▶ _WHAT THE TASK ASKS_
Take the line containing "shrub and record integer pixel coordinates." and all lines after it to the end of the records, and output them exactly.

+++ GIVEN RECORDS +++

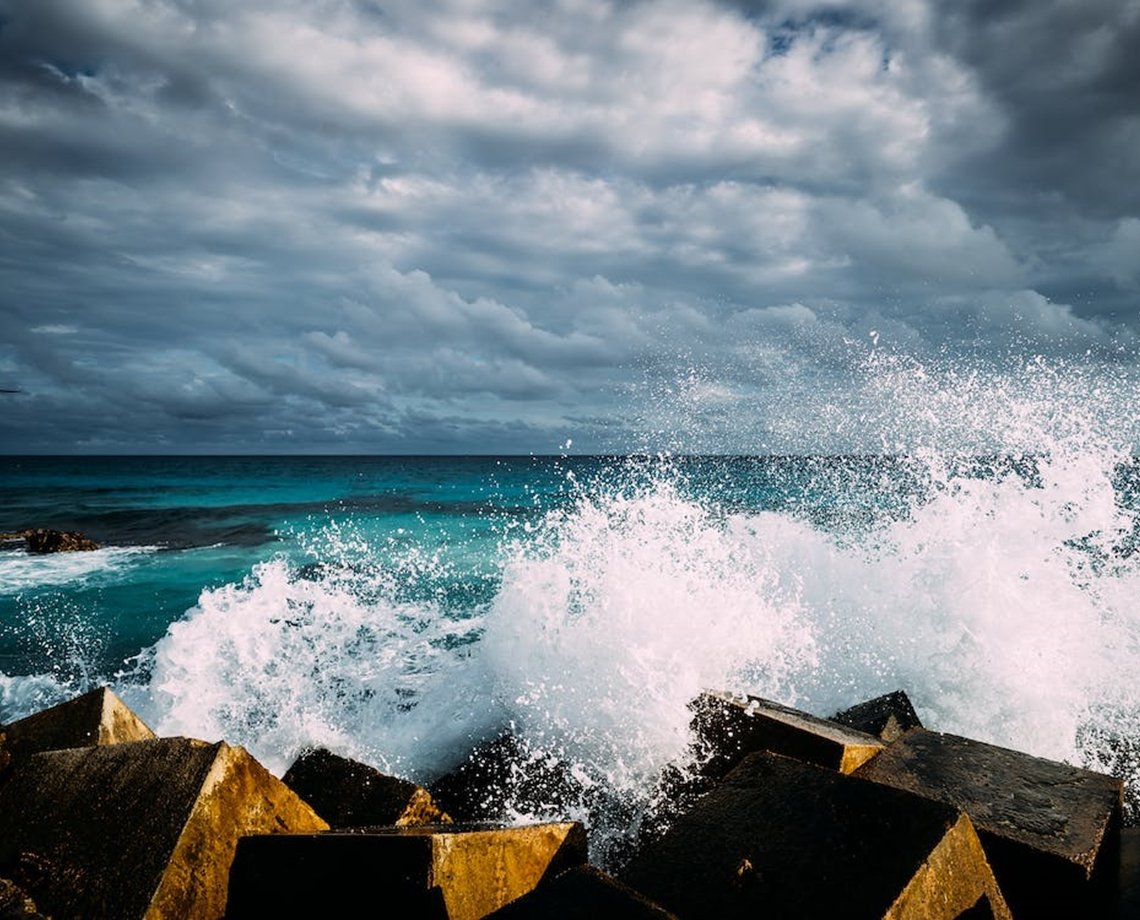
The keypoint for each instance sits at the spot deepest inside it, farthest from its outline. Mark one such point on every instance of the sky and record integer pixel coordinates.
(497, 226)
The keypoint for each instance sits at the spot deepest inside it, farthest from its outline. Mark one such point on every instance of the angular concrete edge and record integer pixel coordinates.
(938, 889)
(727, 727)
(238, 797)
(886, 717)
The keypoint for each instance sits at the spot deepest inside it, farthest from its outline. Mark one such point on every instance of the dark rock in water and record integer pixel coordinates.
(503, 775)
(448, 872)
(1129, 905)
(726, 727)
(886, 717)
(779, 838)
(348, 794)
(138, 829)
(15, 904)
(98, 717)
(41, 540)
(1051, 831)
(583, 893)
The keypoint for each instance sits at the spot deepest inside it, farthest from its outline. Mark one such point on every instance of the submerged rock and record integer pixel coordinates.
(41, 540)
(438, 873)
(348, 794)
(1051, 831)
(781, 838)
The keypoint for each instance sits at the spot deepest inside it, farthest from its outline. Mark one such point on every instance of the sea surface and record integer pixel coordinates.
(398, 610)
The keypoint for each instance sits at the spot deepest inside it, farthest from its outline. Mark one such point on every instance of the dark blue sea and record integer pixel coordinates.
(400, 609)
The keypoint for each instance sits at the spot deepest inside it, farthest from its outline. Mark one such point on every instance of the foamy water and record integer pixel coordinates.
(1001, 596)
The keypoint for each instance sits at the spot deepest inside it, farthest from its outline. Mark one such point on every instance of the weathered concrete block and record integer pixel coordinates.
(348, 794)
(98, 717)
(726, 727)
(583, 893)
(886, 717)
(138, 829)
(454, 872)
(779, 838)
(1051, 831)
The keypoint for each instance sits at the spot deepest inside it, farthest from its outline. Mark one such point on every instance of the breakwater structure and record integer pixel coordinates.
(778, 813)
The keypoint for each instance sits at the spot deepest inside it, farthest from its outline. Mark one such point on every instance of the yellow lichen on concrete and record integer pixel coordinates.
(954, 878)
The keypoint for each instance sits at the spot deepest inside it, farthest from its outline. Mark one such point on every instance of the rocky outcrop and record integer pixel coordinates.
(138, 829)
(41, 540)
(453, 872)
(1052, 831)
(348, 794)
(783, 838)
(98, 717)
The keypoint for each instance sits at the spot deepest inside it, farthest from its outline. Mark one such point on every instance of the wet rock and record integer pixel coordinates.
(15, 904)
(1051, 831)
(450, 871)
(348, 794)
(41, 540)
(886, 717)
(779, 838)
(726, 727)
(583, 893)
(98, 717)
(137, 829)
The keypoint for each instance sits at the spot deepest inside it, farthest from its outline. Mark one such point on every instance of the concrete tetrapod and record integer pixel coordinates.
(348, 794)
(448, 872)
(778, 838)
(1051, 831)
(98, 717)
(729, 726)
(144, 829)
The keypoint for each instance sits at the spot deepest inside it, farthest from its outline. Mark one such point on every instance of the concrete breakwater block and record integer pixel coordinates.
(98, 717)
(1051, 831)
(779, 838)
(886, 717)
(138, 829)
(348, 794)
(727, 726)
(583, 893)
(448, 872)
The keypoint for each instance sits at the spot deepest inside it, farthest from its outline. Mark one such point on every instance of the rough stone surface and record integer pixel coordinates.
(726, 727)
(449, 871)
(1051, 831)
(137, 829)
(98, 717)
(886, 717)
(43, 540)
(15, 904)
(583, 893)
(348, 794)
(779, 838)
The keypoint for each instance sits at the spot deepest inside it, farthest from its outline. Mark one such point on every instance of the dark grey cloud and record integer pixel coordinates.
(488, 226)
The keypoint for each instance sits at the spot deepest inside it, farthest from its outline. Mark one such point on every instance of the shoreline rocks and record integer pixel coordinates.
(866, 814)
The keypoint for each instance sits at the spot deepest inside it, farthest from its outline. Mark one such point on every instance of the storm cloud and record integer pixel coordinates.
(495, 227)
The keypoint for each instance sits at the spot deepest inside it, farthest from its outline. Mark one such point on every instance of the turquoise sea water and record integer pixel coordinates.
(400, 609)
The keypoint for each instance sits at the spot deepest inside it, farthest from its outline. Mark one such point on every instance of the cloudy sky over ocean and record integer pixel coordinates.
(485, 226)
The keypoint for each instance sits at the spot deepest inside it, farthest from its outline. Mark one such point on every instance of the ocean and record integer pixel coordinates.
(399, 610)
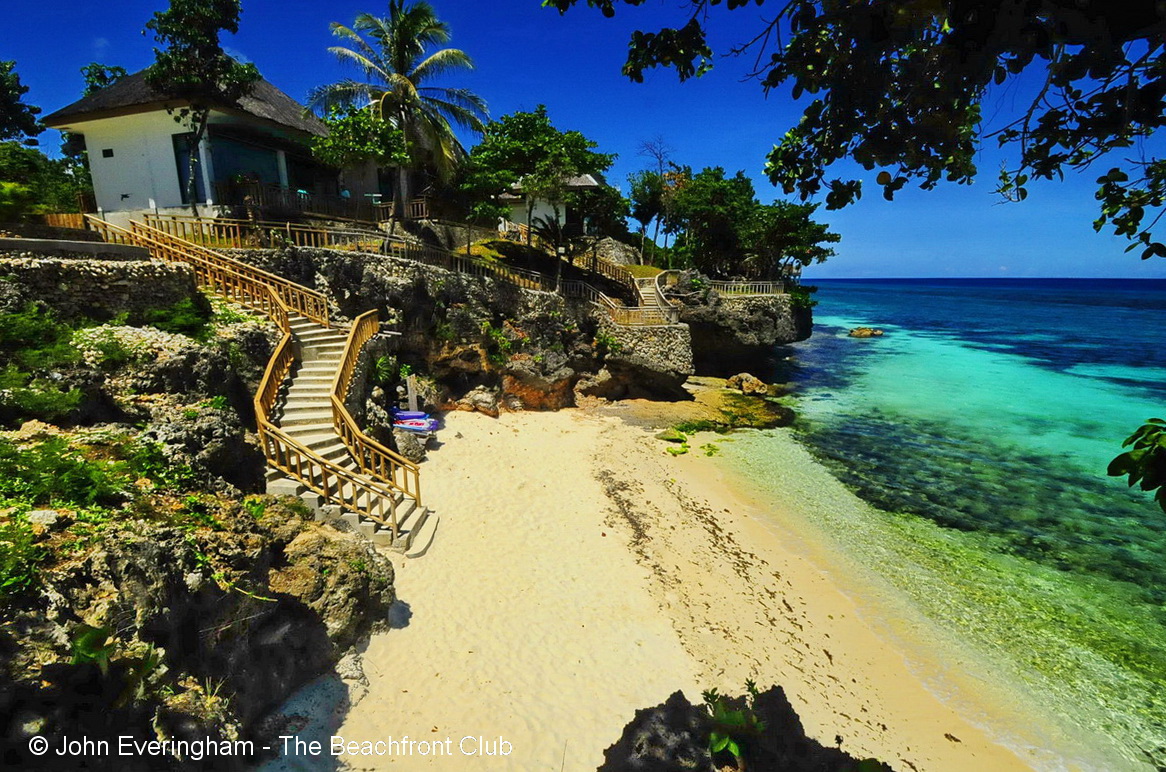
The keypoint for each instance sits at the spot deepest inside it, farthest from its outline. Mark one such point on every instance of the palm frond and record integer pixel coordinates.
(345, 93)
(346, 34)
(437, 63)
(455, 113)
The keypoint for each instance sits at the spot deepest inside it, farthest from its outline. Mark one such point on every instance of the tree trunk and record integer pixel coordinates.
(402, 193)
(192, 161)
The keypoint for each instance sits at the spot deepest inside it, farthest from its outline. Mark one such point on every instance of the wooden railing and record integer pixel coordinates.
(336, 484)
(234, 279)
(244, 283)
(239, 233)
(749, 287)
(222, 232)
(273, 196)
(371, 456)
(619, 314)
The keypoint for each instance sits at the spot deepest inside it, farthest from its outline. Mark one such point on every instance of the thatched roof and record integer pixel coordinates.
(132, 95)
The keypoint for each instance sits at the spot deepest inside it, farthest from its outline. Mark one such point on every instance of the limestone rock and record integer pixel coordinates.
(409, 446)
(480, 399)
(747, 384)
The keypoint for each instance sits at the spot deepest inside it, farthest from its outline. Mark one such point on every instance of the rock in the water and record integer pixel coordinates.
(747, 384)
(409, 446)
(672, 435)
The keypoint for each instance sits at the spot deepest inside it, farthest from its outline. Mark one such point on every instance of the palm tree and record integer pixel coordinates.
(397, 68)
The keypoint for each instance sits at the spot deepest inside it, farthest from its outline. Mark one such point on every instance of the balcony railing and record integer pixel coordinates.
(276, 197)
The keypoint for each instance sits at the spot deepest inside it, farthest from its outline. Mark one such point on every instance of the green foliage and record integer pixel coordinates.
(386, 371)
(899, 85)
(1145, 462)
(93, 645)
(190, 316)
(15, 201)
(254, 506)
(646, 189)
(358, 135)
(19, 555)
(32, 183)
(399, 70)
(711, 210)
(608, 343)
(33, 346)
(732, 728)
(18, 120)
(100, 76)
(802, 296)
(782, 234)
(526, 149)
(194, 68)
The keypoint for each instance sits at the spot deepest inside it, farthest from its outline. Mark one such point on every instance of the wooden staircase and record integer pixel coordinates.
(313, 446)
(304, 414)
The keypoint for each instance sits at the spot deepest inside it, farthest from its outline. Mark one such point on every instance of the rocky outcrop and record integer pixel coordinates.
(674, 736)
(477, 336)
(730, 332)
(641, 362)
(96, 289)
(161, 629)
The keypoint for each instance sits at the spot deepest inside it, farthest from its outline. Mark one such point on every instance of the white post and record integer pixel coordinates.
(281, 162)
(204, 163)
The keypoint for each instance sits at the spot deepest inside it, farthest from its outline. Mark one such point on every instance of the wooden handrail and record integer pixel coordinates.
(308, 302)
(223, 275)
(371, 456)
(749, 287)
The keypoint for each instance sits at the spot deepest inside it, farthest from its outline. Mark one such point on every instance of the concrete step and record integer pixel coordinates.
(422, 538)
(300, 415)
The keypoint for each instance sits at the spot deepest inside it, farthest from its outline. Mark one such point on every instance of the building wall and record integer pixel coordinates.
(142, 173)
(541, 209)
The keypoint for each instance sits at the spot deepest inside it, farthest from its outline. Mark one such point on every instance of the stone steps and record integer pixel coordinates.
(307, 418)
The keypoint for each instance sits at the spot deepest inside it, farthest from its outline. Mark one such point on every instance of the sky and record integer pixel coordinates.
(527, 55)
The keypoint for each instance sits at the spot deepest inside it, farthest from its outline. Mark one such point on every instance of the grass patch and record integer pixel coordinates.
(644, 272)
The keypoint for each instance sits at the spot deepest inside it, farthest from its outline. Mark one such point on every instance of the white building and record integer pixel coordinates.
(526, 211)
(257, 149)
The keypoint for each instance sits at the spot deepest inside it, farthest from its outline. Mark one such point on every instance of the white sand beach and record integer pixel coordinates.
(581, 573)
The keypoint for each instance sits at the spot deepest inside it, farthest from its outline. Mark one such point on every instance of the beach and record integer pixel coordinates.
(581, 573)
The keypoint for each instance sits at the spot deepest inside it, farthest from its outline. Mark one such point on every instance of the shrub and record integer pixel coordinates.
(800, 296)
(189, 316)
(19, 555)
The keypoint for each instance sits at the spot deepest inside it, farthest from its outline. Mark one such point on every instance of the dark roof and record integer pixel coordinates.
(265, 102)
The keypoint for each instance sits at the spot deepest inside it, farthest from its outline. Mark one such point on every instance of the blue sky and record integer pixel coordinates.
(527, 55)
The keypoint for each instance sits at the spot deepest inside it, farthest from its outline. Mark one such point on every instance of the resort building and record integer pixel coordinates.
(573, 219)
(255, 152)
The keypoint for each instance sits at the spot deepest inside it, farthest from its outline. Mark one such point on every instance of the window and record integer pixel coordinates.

+++

▶ _ANSWER_
The keypoint for each instance sits at the spot deepest inside it, farthest from its outline. Mark one such point on every instance of the shrub and record integer pixel coordinates.
(800, 296)
(189, 316)
(19, 555)
The keypoint for each instance sits at the spot deepest inside it, farthest from its outline. Mark one such point on every instance of the dark roof and record integer pixel coordinates.
(265, 102)
The keypoint for each instance sits at the spot deepest inside it, farthest from its outline. Mark one such point on every instance of the blue sky and record integer pixel coordinates.
(527, 55)
The keypoint for each instance sits at the spot deepest inside it, farthest from its outline. Mark one such point on every instance of the resort building and record integer pixel coordinates.
(573, 219)
(255, 152)
The keypoint for each instance sits at the spot deepest inside it, farthest from its outline. Mark one such point on every instance of the window and record integer pixel coordinates.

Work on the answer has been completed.